Exercício breve A: Indique se cada afirmação seguinte concorda com o texto sobre Paulo José Miranda. Responda sim ou não e cite literalmente as palavras decisivas desse texto. (i) A obra Natureza Morta foi distinguida em 1999 com o primeiro prémio literário José Saramago. (ii) Paulo José Miranda vive atualmente em Portugal. (iii) Treze anos depois de receber o prémio com o nome do Nobel, Paulo José Miranda fala pela primeira vez à imprensa.
Exercício breve B: Reproduza integralmente, sem qualquer alteração, o trecho dos registos que vai da linha que contém "Annotate the forested" até ao fim dos registos, ambos os extremos incluídos.

Excerto do documento:
◇ ◇ ◇
Paulo José Miranda
Um prego no Coração
(Ficção)
Livros Cotovia
Coleção Três razões
1ª edição
1997
78 p
Natureza Morta
(Ficção)
Livros Cotovia
Coleção Três razões
1ª edição
1998
133 p
Vício
(Ficção)
Livros Cotovia
Coleção Três razões
1ª edição
2001
118 p
Prémio de Poesia Teixeira de Pascoais, 1997
1º Prémio José Saramago, 1999
Paulo José Miranda
O Poeta e escritor que perdeu a pátria!
O único jovem romancista português que Herberto Hélder conseguia ler.
José Saramago atribuiu-lhe o primeiro prémio literário com o seu nome. Herberto Helder disse que ele era «o único jovem romancista português que conseguia ler». De escritor-promessa da geração de 1990 a persona non grata do meio literário português, eis Paulo José Miranda. Um ilustre desconhecido, agora a viver no Brasil.
O escritor que perdeu a pátria
por Joana Emídio Marques Fotografia de
Euricles Macedo, no Brasil
José Saramago atribuiu-lhe o primeiro prémio literário com o seu nome.
Herberto Helder disse que ele era «o único jovem romancista português que
conseguia ler». De escritor-promessa da geração de 1990 a persona non
grata do meio literário português, eis Paulo José Miranda. Um ilustre
desconhecido, agora a viver no Brasil.
Não há quem não conheça os nomes de José Luís Peixoto, Valter Hugo Mãe,
Gonçalo M. Tavares ou João Tordo. Mas poucos, muito poucos, registaram, recordam
ou conhecem o nome de Paulo José Miranda e da sua pequena obra-prima,
Natureza Morta, que em 1999 foi distinguida com o primeiro prémio
literário José Saramago. O que aconteceu então a este poeta e prosador que um
dia foi considerado o maior valor da sua geração, o herdeiro de Saramago e
Herberto Helder, que hoje não encontra editora para os seus livros? Treze anos
depois de ter recebido o prémio com o nome do Nobel, Paulo José Miranda fala
pela primeira vez à imprensa.
◇ ◇ ◇
Os registos:
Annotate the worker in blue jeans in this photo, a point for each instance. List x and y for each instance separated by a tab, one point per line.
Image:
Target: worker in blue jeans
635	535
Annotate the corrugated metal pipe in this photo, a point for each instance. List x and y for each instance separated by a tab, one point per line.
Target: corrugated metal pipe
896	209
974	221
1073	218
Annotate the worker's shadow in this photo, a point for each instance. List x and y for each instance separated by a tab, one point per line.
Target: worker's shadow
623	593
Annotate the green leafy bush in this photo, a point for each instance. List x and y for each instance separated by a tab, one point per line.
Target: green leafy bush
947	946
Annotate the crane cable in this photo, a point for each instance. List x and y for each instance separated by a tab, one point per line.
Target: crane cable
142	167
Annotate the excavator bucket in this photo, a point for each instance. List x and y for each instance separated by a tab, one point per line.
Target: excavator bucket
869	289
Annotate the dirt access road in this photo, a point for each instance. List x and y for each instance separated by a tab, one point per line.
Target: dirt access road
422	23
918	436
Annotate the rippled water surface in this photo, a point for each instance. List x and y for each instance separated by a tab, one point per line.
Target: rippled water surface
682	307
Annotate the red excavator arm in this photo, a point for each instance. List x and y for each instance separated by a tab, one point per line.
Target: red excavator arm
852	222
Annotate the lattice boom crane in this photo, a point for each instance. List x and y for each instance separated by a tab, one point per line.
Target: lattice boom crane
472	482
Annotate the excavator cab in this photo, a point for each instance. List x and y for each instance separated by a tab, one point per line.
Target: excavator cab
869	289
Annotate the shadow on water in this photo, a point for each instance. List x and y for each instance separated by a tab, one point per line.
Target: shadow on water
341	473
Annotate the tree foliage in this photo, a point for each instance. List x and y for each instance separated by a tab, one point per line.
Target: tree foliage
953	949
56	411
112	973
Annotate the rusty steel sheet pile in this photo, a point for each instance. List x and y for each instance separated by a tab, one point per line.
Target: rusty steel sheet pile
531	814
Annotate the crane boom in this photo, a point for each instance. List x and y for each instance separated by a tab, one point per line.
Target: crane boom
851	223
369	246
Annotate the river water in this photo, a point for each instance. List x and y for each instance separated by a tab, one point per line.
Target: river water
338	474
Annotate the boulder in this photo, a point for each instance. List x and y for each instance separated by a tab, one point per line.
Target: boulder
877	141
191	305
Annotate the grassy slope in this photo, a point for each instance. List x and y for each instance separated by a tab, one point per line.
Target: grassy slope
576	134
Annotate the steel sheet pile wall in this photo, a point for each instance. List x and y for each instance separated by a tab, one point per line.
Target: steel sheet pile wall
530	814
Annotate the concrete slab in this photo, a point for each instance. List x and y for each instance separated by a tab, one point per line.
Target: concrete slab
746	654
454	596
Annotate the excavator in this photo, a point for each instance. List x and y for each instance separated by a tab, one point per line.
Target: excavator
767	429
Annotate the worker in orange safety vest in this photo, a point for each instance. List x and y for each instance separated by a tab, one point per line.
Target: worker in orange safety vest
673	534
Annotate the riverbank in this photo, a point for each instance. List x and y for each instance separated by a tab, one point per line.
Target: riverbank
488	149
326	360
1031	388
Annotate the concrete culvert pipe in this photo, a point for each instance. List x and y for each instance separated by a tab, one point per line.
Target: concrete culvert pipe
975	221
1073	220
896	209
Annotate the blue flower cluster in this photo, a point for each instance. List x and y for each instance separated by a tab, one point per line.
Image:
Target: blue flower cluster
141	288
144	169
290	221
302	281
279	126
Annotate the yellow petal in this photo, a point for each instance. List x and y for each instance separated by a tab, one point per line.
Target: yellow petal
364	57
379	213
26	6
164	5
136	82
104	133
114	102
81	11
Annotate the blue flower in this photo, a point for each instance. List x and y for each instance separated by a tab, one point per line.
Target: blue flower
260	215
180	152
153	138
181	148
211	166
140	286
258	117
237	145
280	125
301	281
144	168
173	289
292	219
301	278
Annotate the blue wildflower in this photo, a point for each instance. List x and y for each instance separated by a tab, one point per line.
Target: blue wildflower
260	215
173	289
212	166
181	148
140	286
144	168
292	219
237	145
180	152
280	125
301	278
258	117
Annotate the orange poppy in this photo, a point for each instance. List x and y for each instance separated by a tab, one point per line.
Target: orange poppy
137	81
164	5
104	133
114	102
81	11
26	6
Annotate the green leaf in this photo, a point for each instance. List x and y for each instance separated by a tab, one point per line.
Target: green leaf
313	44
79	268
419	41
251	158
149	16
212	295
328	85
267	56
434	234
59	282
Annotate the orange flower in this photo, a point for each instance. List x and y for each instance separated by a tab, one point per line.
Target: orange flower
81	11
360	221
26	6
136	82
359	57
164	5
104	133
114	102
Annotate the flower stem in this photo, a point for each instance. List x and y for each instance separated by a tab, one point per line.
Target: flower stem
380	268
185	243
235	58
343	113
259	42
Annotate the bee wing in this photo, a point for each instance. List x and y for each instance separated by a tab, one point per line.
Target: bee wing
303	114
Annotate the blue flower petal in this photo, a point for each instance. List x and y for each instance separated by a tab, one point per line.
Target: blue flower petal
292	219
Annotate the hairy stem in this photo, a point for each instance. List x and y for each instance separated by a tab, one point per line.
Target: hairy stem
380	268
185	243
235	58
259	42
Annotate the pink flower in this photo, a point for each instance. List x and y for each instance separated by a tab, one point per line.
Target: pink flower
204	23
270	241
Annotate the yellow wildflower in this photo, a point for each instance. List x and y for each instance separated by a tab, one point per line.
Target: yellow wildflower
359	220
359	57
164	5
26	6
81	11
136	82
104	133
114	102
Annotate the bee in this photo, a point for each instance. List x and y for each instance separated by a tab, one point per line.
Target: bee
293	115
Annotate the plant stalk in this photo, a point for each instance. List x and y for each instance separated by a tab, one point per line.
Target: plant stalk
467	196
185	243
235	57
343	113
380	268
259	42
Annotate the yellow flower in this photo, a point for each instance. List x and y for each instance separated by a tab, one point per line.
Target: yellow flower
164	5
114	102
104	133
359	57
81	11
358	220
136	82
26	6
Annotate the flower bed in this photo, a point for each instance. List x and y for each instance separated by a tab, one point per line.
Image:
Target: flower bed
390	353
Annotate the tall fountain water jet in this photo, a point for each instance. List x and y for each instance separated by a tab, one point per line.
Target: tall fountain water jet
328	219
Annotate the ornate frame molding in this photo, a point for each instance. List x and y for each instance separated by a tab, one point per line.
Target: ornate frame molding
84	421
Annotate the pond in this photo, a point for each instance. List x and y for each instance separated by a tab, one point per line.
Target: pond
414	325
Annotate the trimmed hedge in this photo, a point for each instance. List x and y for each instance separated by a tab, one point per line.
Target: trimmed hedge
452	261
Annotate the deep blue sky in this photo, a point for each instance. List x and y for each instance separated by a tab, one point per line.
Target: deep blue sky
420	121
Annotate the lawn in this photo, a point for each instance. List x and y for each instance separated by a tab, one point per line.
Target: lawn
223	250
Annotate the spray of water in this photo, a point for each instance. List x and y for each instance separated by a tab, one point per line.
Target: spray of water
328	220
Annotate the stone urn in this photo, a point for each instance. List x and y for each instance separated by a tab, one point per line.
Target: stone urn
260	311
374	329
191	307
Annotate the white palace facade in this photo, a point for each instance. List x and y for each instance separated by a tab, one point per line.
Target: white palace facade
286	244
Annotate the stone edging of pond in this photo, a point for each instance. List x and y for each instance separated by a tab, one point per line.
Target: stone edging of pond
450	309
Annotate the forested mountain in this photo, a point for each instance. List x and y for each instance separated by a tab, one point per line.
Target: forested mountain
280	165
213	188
◇ ◇ ◇
Resolução A:
(i) Sim: «Natureza Morta, que em 1999 foi distinguida com o primeiro prémio literário José Saramago».
(ii) Não: «agora a viver no Brasil».
(iii) Sim: «Treze anos depois de ter recebido o prémio com o nome do Nobel, Paulo José Miranda fala pela primeira vez à imprensa».

Resolução B:
Annotate the forested mountain in this photo, a point for each instance. List x and y for each instance separated by a tab, one point per line.
Target: forested mountain
280	165
213	188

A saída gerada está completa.